Text for analysis ▸
►
How to beginner · 4 min read

How to extract invoice data with LLM

Quick answer
Use a structured prompt with a chat.completions.create call to an LLM like gpt-4o to extract invoice fields. Provide the invoice text and a clear extraction schema in the prompt, then parse the JSON response for fields like invoice number, date, and total amount.

PREREQUISITES

  • Python 3.8+
  • OpenAI API key (free tier works)
  • pip install openai>=1.0

Setup

Install the official openai Python SDK and set your API key as an environment variable.

  • Install SDK: pip install openai
  • Set environment variable: export OPENAI_API_KEY='your_api_key' (Linux/macOS) or setx OPENAI_API_KEY "your_api_key" (Windows)
bash
pip install openai
output
Collecting openai
  Downloading openai-1.x.x-py3-none-any.whl (xx kB)
Installing collected packages: openai
Successfully installed openai-1.x.x

Step by step

This example shows how to extract key invoice data fields by sending the invoice text to gpt-4o with a prompt requesting JSON output. The response is parsed to access structured data.

python
import os
import json
from openai import OpenAI

client = OpenAI(api_key=os.environ["OPENAI_API_KEY"])

invoice_text = '''
Invoice Number: INV-12345
Date: 2026-03-15
Bill To: Acme Corp
Total Amount: $1,234.56
'''

prompt = f"""Extract the following fields from the invoice text below as JSON with keys: invoice_number, date, bill_to, total_amount.

Invoice text:\n{invoice_text}\n
JSON:"""

response = client.chat.completions.create(
    model="gpt-4o",
    messages=[{"role": "user", "content": prompt}]
)

extracted_json = response.choices[0].message.content

try:
    invoice_data = json.loads(extracted_json)
except json.JSONDecodeError:
    invoice_data = {}

print("Extracted invoice data:", invoice_data)
◄
Point-per-instance localization data ▸
►
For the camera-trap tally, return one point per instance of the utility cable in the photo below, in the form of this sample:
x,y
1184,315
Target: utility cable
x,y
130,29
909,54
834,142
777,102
◄
Tasks and exercises ▸
[A] Restate as a short bulleted list the paragraph of the invoice extraction guide that begins "Use a structured prompt", keeping its main facts.
[B] Answer the following questions from the invoice extraction guide, one answer per line:
(i) Which Python version does the guide list as a prerequisite?
(ii) What command sets the API key on Windows?
(iii) What value is assigned to invoice_data when the response cannot be decoded as JSON?
[C] Write the next part of the invoice extraction guide, continuing after its final line.

Answers to each task ▸
[A]
- Call chat.completions.create on an LLM such as gpt-4o to extract invoice fields.
- Include the invoice text and a clear extraction schema in the prompt.
- Parse the JSON response for fields such as invoice number, date, and total amount.

[B]
(i) Python 3.8+
(ii) setx OPENAI_API_KEY "your_api_key"
(iii) An empty dictionary, {}

[C]
output
Extracted invoice data: {'invoice_number': 'INV-12345', 'date': '2026-03-15', 'bill_to': 'Acme Corp', 'total_amount': '$1,234.56'}

Common variations

You can use asynchronous calls with asyncio for better performance in batch processing. Streaming responses allow token-by-token processing for large invoices. Different models like gpt-4o-mini can reduce cost with slightly less accuracy. You can also use Anthropic's claude-3-5-sonnet-20241022 with similar prompt engineering.

python
import os
import json
import asyncio
from openai import OpenAI

async def extract_invoice_async(invoice_text: str):
    client = OpenAI(api_key=os.environ["OPENAI_API_KEY"])
    prompt = f"""Extract invoice_number, date, bill_to, total_amount from the invoice text below as JSON.\n\nInvoice text:\n{invoice_text}\n\nJSON:"""
    response = await client.chat.completions.acreate(
        model="gpt-4o-mini",
        messages=[{"role": "user", "content": prompt}]
    )
    extracted_json = response.choices[0].message.content
    try:
        return json.loads(extracted_json)
    except json.JSONDecodeError:
        return {}

async def main():
    invoice_text = '''\nInvoice Number: INV-67890\nDate: 2026-04-01\nBill To: Beta LLC\nTotal Amount: $987.65\n'''
    data = await extract_invoice_async(invoice_text)
    print("Async extracted data:", data)

if __name__ == "__main__":
    asyncio.run(main())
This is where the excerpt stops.